**INDICACIÓN:**
Cita del artículo sobre la revolución velasquista, que aparece más abajo, el fragmento que empieza en "Intentó acabar con" y termina en "deportado hacia Argentina.".

**EXTRACTO DE LA PÁGINA:**
---+---

Luis Hernández Patiño

A medio siglo de la revolución velasquista

Intentó acabar con la propiedad privada y la economía de mercado

A medio siglo de la revolución velasquista
Luis Hernández Patiño
03 de octubre del 2018

 

Este 3 de octubre se cumplen 50 años del golpe de Estado que tuvo lugar en el Perú en 1968. Han pasado cinco décadas desde entonces, pero el recuerdo de lo que ocurrió permanece en la memoria de quienes tenemos entre 60 y 70 años de edad, como si fuese ayer. A modo de anécdota, podría contar que la mañana de aquel 3 de octubre me vestía para ir al colegio, escuchando la emisora Radio Reloj, y entre el constante tic tac, que sonaba como fondo característico de aquella emisora, un locutor informaba que, en esa madrugada, el entonces presidente constitucional de la República, Fernando Belaúnde Terry, había sido deportado hacia Argentina.

---+---

**INFORMACIÓN MOSTRADA:**
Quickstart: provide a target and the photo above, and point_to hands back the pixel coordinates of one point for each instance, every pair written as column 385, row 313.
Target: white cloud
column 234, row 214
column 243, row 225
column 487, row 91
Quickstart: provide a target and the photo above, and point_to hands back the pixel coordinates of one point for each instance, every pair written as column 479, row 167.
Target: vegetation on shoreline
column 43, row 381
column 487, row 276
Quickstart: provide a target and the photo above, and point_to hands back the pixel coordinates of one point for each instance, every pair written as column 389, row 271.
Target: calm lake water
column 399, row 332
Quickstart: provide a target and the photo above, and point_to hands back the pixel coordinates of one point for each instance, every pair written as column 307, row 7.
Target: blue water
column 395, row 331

---+---

**RESPUESTA:**
Intentó acabar con la propiedad privada y la economía de mercado

A medio siglo de la revolución velasquista
Luis Hernández Patiño
03 de octubre del 2018

 

Este 3 de octubre se cumplen 50 años del golpe de Estado que tuvo lugar en el Perú en 1968. Han pasado cinco décadas desde entonces, pero el recuerdo de lo que ocurrió permanece en la memoria de quienes tenemos entre 60 y 70 años de edad, como si fuese ayer. A modo de anécdota, podría contar que la mañana de aquel 3 de octubre me vestía para ir al colegio, escuchando la emisora Radio Reloj, y entre el constante tic tac, que sonaba como fondo característico de aquella emisora, un locutor informaba que, en esa madrugada, el entonces presidente constitucional de la República, Fernando Belaúnde Terry, había sido deportado hacia Argentina.